[Records from a dataset]
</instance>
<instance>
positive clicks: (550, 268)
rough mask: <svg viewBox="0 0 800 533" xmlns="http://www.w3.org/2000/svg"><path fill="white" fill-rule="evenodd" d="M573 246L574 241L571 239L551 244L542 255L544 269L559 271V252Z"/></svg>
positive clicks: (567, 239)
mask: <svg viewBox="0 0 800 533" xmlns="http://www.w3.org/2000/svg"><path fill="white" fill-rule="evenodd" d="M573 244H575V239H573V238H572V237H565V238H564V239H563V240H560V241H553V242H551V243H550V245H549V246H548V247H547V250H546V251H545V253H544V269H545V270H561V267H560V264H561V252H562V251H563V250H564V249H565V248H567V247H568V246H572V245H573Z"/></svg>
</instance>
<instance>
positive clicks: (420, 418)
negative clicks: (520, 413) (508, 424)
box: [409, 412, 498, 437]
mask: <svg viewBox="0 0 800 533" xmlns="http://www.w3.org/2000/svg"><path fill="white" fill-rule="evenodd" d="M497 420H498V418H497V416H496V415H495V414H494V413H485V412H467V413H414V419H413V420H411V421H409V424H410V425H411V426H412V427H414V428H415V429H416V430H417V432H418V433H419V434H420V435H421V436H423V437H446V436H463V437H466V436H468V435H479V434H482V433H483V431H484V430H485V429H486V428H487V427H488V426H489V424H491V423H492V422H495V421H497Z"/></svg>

Task item: The line containing "negative clicks: (520, 413) (508, 424)" marks the end. Please print exactly every line from the top of the data to it, both included, and nothing more.

Output:
</instance>
<instance>
positive clicks: (550, 268)
rough mask: <svg viewBox="0 0 800 533" xmlns="http://www.w3.org/2000/svg"><path fill="white" fill-rule="evenodd" d="M573 246L574 241L571 239L551 244L542 255L544 269L559 271V252Z"/></svg>
positive clicks: (567, 239)
mask: <svg viewBox="0 0 800 533" xmlns="http://www.w3.org/2000/svg"><path fill="white" fill-rule="evenodd" d="M573 244H575V239H573V238H572V237H565V238H564V239H563V240H560V241H553V242H551V243H550V245H549V246H548V247H547V250H546V251H545V253H544V269H545V270H561V267H560V264H561V252H562V251H563V250H564V249H565V248H567V247H568V246H572V245H573Z"/></svg>
</instance>
<instance>
positive clicks: (420, 418)
negative clicks: (520, 413) (508, 424)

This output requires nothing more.